### TEXT SECTION

Wednesday, July 17, 2013

Review: Thomas Adès - Totentanz. BBC Symphony Orchestra, 17th July 2013

It's wonderful that Thomas Adès exists, and that he's here in the UK. In the midst of the bland mush of popular culture in these troubled islands, here we have a real live important musical artist - you know, somebody earnest students will do doctoral theses on in a hundred years. And he's here, right now in our time; producing real live brilliant stuff.

Tonight was the premiere of Adès’ latest piece, Totentanz, which means "dance of death". This was also the title of one of Goethe's darkest poems, which began as follows   . . .

The warder looks down at the mid hour of night,
On the tombs that lie scattered below;
The moon fills the place with her silvery light
And the churchyard like day seems to glow.
When see! first one grave, then another opens side,
And women and men stepping forth are descried,
In cerements snow whit and trailing

You get the idea. Franz Liszt also wrote a highly inventive piece with the same title and references. Apparently Liszt was obsessed with death, and visited hospitals and executions to feed his artistic muse. Liszt - not bland.

### GIVEN DATA
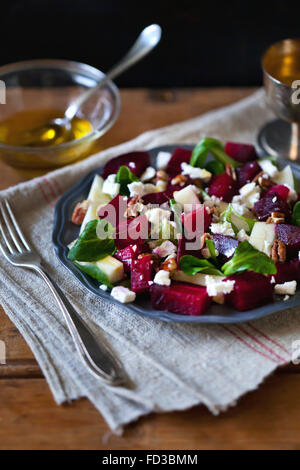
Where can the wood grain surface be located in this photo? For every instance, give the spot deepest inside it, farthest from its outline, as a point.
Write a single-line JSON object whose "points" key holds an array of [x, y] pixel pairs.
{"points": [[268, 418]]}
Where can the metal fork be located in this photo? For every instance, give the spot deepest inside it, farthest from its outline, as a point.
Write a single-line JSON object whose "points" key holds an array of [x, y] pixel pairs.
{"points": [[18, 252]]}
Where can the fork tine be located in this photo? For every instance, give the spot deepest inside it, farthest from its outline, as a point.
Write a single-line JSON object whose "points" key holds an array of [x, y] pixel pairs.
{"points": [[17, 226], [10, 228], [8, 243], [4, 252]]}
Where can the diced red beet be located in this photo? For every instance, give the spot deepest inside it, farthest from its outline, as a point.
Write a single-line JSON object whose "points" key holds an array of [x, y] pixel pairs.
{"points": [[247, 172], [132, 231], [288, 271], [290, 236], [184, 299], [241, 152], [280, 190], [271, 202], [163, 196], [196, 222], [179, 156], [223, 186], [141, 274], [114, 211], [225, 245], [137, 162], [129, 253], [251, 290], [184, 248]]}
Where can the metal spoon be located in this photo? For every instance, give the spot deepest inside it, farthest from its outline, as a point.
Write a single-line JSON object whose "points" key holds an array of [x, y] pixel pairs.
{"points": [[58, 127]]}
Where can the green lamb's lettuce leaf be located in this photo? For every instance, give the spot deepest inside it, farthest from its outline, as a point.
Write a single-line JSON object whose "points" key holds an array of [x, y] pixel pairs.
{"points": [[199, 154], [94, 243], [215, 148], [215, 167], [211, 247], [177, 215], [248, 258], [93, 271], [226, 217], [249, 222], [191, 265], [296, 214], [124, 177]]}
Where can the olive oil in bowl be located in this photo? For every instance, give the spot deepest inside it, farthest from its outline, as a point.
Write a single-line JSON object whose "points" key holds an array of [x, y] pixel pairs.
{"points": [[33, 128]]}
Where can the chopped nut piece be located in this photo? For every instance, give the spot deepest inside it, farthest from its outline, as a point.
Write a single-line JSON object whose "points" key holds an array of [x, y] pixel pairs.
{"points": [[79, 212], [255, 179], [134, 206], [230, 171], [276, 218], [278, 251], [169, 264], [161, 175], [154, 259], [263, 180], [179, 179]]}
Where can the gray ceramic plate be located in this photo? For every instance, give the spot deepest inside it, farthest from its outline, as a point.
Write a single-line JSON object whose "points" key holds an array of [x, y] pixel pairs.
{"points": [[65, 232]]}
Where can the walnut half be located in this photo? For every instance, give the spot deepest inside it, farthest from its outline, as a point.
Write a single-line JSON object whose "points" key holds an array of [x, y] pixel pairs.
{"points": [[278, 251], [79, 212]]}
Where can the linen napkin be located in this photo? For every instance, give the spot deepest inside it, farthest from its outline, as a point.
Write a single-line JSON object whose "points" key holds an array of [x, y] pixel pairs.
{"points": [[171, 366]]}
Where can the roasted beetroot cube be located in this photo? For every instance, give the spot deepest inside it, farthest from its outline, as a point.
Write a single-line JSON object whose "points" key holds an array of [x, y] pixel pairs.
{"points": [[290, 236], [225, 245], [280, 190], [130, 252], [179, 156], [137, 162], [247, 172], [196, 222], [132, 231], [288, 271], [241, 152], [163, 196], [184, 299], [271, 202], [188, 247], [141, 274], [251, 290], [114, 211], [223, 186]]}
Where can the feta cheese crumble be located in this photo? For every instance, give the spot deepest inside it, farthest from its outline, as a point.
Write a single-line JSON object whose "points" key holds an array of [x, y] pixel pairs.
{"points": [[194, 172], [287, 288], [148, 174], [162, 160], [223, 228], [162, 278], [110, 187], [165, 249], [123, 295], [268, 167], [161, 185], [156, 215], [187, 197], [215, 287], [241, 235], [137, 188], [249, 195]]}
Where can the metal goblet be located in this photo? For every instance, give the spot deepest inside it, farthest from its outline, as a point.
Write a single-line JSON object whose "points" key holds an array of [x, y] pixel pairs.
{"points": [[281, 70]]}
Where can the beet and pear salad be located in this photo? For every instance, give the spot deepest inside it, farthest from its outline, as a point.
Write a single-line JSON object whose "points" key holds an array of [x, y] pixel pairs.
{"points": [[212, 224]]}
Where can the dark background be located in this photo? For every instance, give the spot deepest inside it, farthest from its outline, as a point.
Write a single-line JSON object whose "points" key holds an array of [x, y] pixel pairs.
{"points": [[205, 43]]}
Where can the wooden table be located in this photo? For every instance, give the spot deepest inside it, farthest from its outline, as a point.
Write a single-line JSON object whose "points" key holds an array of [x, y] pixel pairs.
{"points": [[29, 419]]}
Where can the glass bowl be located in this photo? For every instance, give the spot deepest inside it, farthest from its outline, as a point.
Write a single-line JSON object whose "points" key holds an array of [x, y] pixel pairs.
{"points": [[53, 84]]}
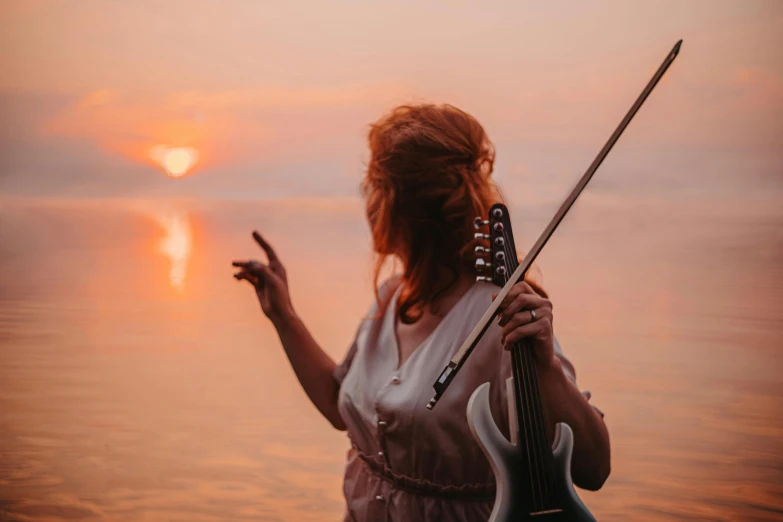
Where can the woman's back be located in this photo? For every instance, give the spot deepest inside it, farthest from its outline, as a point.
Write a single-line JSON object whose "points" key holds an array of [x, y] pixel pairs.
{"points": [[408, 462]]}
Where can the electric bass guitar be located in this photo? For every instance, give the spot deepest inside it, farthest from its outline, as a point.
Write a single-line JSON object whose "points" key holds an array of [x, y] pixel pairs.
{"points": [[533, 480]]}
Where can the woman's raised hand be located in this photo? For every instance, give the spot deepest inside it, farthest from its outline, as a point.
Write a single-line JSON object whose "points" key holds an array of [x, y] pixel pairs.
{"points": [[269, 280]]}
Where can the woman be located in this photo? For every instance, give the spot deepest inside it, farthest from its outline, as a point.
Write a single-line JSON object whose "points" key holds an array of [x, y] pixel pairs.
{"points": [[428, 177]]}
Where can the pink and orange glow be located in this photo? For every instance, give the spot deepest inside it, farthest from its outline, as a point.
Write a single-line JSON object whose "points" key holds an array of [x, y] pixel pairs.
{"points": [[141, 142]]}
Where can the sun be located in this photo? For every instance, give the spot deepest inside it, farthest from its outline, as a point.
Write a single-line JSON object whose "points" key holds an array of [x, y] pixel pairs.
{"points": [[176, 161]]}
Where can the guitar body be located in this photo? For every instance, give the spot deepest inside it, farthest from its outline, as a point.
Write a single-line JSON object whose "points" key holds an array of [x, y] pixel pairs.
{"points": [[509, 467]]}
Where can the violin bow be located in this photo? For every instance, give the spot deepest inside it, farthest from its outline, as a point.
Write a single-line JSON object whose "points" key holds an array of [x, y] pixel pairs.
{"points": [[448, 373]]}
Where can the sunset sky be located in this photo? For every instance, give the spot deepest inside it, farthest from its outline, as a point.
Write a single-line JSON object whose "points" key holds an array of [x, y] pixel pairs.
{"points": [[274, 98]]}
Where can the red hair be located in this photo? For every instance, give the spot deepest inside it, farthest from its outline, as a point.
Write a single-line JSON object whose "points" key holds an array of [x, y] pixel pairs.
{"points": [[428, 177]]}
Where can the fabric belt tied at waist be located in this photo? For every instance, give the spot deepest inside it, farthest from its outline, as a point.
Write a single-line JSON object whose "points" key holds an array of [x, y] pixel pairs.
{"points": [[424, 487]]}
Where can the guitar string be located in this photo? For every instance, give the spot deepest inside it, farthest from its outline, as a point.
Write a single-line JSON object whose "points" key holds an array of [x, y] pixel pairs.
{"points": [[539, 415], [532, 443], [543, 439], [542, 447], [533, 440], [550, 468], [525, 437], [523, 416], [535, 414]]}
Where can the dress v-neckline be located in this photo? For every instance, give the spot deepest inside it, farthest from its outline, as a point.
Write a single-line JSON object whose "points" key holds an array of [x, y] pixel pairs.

### YOUR TASK
Decide whether each statement agrees with the concert review. Answer yes or no for each, and quote the words of the review that settle it.
1. Thomas Adès works outside the UK.
2. The review calls Goethe's Totentanz one of his lightest poems.
3. Liszt visited hospitals and executions.

### WRITTEN REPLY
1. No: "and that he's here in the UK"
2. No: "one of Goethe's darkest poems"
3. Yes: "visited hospitals and executions to feed his artistic muse"